Dataset records:
++++++++++

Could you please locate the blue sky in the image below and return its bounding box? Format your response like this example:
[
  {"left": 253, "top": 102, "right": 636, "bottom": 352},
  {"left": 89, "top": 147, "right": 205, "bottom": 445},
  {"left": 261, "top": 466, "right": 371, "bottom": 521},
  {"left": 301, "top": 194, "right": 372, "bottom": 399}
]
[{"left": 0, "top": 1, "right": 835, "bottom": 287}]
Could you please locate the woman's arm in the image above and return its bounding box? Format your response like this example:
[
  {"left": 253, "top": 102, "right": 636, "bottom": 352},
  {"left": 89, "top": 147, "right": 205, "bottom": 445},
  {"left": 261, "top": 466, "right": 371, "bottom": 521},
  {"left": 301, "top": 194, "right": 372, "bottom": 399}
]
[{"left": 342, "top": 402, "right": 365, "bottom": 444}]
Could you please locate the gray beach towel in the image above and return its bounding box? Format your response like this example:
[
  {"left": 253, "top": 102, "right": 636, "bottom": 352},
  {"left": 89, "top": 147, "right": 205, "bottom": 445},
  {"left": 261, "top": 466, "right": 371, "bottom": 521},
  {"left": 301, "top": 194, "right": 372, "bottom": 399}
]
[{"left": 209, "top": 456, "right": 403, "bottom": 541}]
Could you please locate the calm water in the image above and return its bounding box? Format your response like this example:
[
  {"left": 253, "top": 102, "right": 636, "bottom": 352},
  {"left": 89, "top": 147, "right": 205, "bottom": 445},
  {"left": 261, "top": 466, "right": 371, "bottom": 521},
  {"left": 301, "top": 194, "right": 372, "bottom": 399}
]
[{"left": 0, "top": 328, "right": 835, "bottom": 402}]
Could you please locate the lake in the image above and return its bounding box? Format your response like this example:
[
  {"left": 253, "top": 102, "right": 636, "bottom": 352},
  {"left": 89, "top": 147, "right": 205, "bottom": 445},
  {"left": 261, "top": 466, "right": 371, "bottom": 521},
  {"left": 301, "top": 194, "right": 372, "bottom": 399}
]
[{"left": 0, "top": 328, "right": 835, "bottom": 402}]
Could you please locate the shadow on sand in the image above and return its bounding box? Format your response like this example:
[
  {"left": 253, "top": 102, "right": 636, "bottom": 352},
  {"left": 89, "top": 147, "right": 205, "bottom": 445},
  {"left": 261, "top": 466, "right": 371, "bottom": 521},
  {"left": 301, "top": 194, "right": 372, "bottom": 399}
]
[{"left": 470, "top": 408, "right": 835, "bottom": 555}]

++++++++++

- **PROBLEM TO SOLVE**: Please lay out every line of the items above as a Markdown table with two columns, Row and Line, numbering the rows in order and leaving out any blank lines.

- **RESPONSE TO THE EXERCISE**:
| Row | Line |
|---|---|
| 1 | Could you please locate the blue sky in the image below and return its bounding box? Format your response like this example: |
| 2 | [ |
| 3 |   {"left": 253, "top": 102, "right": 636, "bottom": 352}, |
| 4 |   {"left": 89, "top": 147, "right": 205, "bottom": 445}, |
| 5 |   {"left": 261, "top": 466, "right": 371, "bottom": 521}, |
| 6 |   {"left": 301, "top": 194, "right": 372, "bottom": 399} |
| 7 | ] |
| 8 | [{"left": 0, "top": 1, "right": 835, "bottom": 287}] |
| 9 | Could you please locate the woman's arm in the image above and return its bounding box? Format your response like this example: |
| 10 | [ |
| 11 |   {"left": 253, "top": 102, "right": 636, "bottom": 352}, |
| 12 |   {"left": 89, "top": 147, "right": 205, "bottom": 445}, |
| 13 |   {"left": 261, "top": 466, "right": 371, "bottom": 521}, |
| 14 |   {"left": 301, "top": 194, "right": 372, "bottom": 399} |
| 15 | ] |
| 16 | [{"left": 342, "top": 402, "right": 365, "bottom": 444}] |
| 17 | Could you please locate the gray beach towel in the image above and return its bounding box? Format your response like this example: |
| 18 | [ |
| 19 |   {"left": 253, "top": 102, "right": 636, "bottom": 352}, |
| 20 |   {"left": 89, "top": 147, "right": 205, "bottom": 445}, |
| 21 |   {"left": 261, "top": 466, "right": 371, "bottom": 521}, |
| 22 |   {"left": 301, "top": 194, "right": 372, "bottom": 399} |
| 23 | ] |
| 24 | [{"left": 209, "top": 456, "right": 403, "bottom": 541}] |
| 25 | Could you please locate the calm water in the image above and return its bounding box? Format your response like this example: |
| 26 | [ |
| 27 |   {"left": 253, "top": 102, "right": 636, "bottom": 352}, |
| 28 |   {"left": 89, "top": 147, "right": 205, "bottom": 445}, |
| 29 |   {"left": 261, "top": 466, "right": 371, "bottom": 521}, |
| 30 |   {"left": 301, "top": 194, "right": 372, "bottom": 399} |
| 31 | ] |
| 32 | [{"left": 0, "top": 328, "right": 835, "bottom": 402}] |
| 33 | Could you please locate the lake in the image above and return its bounding box? Format your response like this example: |
| 34 | [ |
| 35 |   {"left": 253, "top": 102, "right": 636, "bottom": 352}, |
| 36 |   {"left": 89, "top": 147, "right": 205, "bottom": 445}, |
| 37 |   {"left": 261, "top": 466, "right": 371, "bottom": 521}, |
| 38 |   {"left": 301, "top": 194, "right": 372, "bottom": 399} |
| 39 | ] |
| 40 | [{"left": 0, "top": 328, "right": 835, "bottom": 402}] |
| 41 | Could you please locate the shadow on sand in the image above and return its bounding box? Format your response like this example: |
| 42 | [ |
| 43 |   {"left": 253, "top": 102, "right": 636, "bottom": 352}, |
| 44 |   {"left": 89, "top": 147, "right": 205, "bottom": 445}, |
| 45 |   {"left": 261, "top": 466, "right": 371, "bottom": 521}, |
| 46 |   {"left": 301, "top": 194, "right": 372, "bottom": 399} |
| 47 | ] |
| 48 | [{"left": 470, "top": 408, "right": 835, "bottom": 555}] |